> **Objectif**
Indiquez combien de lignes des entrées ci-dessous contiennent le mot « table ». Répondez seulement par ce nombre.

================================

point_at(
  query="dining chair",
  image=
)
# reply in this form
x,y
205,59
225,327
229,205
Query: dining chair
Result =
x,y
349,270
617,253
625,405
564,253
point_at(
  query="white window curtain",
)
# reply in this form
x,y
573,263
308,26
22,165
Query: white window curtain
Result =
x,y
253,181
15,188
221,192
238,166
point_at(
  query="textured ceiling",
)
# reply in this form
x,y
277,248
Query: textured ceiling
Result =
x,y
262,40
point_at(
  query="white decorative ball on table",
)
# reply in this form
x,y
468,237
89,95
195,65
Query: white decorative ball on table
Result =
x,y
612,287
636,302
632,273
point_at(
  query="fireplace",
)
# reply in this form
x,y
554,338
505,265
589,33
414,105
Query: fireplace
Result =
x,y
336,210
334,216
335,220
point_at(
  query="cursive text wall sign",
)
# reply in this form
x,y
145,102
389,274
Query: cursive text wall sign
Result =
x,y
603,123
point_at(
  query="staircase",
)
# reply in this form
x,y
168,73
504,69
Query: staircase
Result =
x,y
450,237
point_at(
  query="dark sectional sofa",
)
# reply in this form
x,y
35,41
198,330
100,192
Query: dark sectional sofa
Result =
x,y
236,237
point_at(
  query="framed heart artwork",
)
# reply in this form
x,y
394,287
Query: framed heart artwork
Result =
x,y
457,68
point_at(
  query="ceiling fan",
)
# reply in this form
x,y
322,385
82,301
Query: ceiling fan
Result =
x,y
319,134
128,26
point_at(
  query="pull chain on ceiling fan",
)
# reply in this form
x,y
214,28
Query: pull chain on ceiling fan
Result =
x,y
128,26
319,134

================================

> **Résultat**
2